Task item:
When every entry has been read, print each one back exactly.

*** Opening of Information shown ***

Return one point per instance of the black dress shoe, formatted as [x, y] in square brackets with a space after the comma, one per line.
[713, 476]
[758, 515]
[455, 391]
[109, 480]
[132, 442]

*** Close of Information shown ***

Response area:
Return one point per instance of the black dress shoe, formatted as [x, y] in square brackets with a space after the comma, one per line.
[713, 476]
[758, 515]
[455, 391]
[109, 480]
[132, 442]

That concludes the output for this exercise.